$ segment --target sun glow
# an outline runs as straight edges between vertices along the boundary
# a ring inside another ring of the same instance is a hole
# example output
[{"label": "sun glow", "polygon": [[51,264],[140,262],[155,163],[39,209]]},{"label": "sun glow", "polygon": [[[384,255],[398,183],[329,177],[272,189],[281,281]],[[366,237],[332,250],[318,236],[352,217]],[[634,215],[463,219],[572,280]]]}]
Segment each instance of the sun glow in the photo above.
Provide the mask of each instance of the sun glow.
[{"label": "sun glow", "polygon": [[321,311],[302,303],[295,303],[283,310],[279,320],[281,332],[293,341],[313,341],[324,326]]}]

--------

• **Your instructions**
Update the rows above by replacing every occurrence of "instance" with "object", leaving all other text unchanged.

• **Task response**
$ segment --target sun glow
# an outline runs as straight edges between vertices along the boundary
# a ring inside another ring of the same object is a hole
# example output
[{"label": "sun glow", "polygon": [[51,264],[140,262],[155,163],[39,209]]},{"label": "sun glow", "polygon": [[[384,255],[398,183],[329,177],[272,189],[281,281]],[[366,237],[332,250],[318,236],[352,217]],[[634,215],[463,219],[572,280]]]}]
Segment each object of the sun glow in the photo above.
Provide the mask of each object of the sun glow.
[{"label": "sun glow", "polygon": [[321,311],[302,303],[295,303],[283,310],[279,320],[281,332],[293,341],[313,341],[324,326]]}]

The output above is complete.